作業指示 A:
以下のレコードから、文字列「smoke」を含む行をすべて集め、行ごとに書き写すこと。大文字と小文字は区別する。

本文抜粋:
☆ ☆ ☆

英国初の女性財務相となるレイチェル・リーブス氏=ロイター
14年ぶりに政権が交代した英国。首相は元ゴールドマン・サックス出身のスナク氏から人権派弁護士のスターマー氏に代わった。財務相として新たに財政のかじ取りを担う元中銀エコノミストのレイチェル・リーブス氏はどんな人物か。
ゴールドマンのオファー断りBOEに
これまで3人の女性首相を輩出した英国だが、財務相に女性が就くのは初めてだ。労働党が「親ビジネス」路線を打ち出す中でリーブス氏も労働党の影の財務相として早くから金融市場に対しフレンドリーさをアピールしてきた。
ロンドン出身で、教師の両親の元で育ち公立の女子高に通った。同校からの進学先としては珍しかった名門オックスフォード大学に入学する。ロンドン・スクール・オブ・エコノミクスで経済学の修士号を取得した。
卒業後には米金融大手ゴールドマン・サックスからのオファーを「公共サービスの方が魅力」と断り、2000年から06年まで働いた中央銀行イングランド銀行が初の職場だ。現総裁のアンドリュー・ベイリー氏が上司だったという。
リーブス氏の初の職場のBOEでは現総裁のアンドリュー・ベイリー氏が上司だった
日本経済の停滞の要因、成長促進への行動不足
エコノミストとして取り組んだのは、バブル後の日本の「失われた10年」の研究だった。当時珍しかったゼロ金利政策や量的緩和政策をとる日本。成長促進のために迅速な行動をとらなかったことが日本の停滞の原因だと考えるようになった。
イングランド銀行の後はハリファクス・バンク・オブ・スコットランド(HBOS)の個人向け住宅ローン部門で09年まで勤務。HBOSは08年に金融危機のさなかで事実上破綻した金融機関だ。
英国政府から公的資金の注入を受け、英ロイズ銀行に救済される形となった。リーブス氏はまさに住宅ローンという火種の真ん中から危機を目の当たりにしていた。
初当選は2010年、当時31歳
初当選は10年で、当時31歳だった。この年に政権を失った労働党は、その後ずっと野党。この間、リーブス氏は影の内閣で数々のポストを歴任し、21年からはスターマー党首から影の財務相を任された。
労働党は前回総選挙の19年の大敗以来、スターマー党首の下、親ビジネスのイメージ改革に取り組んできた。リーブス氏はうってつけの人材に映った。

☆ ☆ ☆

データ行:
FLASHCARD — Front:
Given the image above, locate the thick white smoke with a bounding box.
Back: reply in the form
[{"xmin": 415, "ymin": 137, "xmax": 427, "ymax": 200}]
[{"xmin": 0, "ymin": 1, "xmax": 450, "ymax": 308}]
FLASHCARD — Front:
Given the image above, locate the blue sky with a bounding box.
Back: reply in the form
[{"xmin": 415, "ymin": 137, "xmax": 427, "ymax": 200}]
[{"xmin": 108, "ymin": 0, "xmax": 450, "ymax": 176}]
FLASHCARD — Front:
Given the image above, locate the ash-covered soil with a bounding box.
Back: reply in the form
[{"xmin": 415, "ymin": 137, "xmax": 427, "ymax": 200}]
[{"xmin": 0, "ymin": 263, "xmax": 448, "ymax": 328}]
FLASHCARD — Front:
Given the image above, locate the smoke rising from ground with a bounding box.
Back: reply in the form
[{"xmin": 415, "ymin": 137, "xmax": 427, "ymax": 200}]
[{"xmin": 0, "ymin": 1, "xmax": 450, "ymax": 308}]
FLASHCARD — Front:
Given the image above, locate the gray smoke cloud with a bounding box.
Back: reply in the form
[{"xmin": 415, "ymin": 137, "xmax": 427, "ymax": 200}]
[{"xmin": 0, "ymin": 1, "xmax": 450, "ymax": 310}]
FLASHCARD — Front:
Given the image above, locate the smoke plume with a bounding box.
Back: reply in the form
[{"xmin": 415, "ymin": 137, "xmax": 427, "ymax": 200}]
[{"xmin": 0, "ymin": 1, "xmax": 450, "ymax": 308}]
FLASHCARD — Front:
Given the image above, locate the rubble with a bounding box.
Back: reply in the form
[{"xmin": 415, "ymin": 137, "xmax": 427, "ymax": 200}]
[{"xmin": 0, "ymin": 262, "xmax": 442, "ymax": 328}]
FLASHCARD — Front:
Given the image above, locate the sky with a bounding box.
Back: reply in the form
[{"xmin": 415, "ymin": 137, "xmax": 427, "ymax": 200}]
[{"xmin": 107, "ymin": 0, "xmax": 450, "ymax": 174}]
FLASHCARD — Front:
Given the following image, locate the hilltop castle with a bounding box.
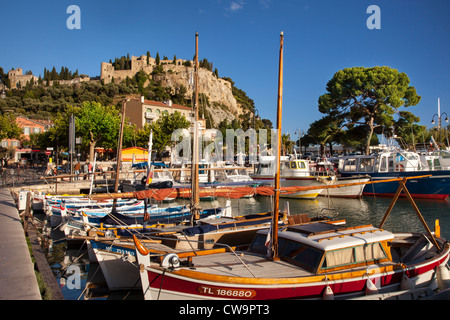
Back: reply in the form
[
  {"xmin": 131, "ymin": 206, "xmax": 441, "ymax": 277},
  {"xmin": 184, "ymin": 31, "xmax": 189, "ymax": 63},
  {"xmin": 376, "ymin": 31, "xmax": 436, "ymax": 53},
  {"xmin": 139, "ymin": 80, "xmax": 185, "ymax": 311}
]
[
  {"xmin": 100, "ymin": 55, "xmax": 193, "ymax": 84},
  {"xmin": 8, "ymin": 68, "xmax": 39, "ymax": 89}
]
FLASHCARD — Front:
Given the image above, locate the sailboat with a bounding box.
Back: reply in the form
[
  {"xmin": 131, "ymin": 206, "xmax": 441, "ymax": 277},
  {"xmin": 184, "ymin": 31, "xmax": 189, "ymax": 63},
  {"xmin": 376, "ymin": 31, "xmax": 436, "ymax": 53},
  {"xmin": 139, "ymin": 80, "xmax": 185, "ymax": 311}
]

☆ ☆ ☆

作業指示 B:
上に示したリーブス財務相についての記事を、最後の文の次から書き進めること。

出力結果 A:
Given the image above, locate the thick white smoke with a bounding box.
Given the image above, locate the smoke rising from ground with a bounding box.
Given the image above, locate the gray smoke cloud with a bounding box.
Given the image above, locate the smoke plume with a bounding box.

出力結果 B:
政権交代の可能性が高まっていたなかで、24年1月に影の財務相としてダボス会議に出席。労働党の前党首、コービン氏はダボス会議を「億万長者のお祭り」とやゆしていたが、今の労働党がいかに中道を歩んでいるかをアピールした。
「私がダボスに来たのは、今日の労働党は富の創出の党であり、投資を阻むような税制措置は取らないと主張するためだ」と強調。「労働党政権は企業に門戸を開くだけではなく、英国への投資と富の創出を積極的に奨励する」と訴えた。米大手銀JPモルガン・チェースを率いるジェイミー・ダイモン氏らに新しい労働党をアピールした。
実際、労働党が政権を奪還してもロンドン・金融街シティの反応は冷静だ。大手銀行の幹部は「スターマー党首や彼のグループは以前の労働党よりも信頼できる」と話す。
スーパーマーケットを視察する労働党のスターマー党首㊥とリーブス氏㊨=ロイター
政治家としてのリーブス氏は口調が厳しい。強い女性政治家としてかつて「鉄の女」と言われたサッチャー首相のニックネームから、リーブス氏も「鉄の財務相」の雰囲気をまとう。
トラス元首相の政策が発火点となった22年の「トラス・ショック」は英国債(ギルト)を揺るがし、世界市場に波及した。財政政策を監視する英市場の「債券自警団」の力を見せつけた。リーブス氏の手腕が試される。
今のところ労働党は税や歳出を巡る大幅な変更は打ち出していない。「財政へのアプローチの詳細についてはほとんど知られていない」とJPモルガンのエコノミスト、アラン・モンクス氏は指摘し、9月中旬にも発表される予算計画で明らかになるとみている。
金融関係者らの間では、親ビジネスの労働党の姿勢は選挙が終われば「再び左旋回を始めるのでは」との警戒感もくすぶっている。リーブス氏は、100日以内に英国に投資を呼び込むための「Global summit for investment in UK」を開くと宣言している。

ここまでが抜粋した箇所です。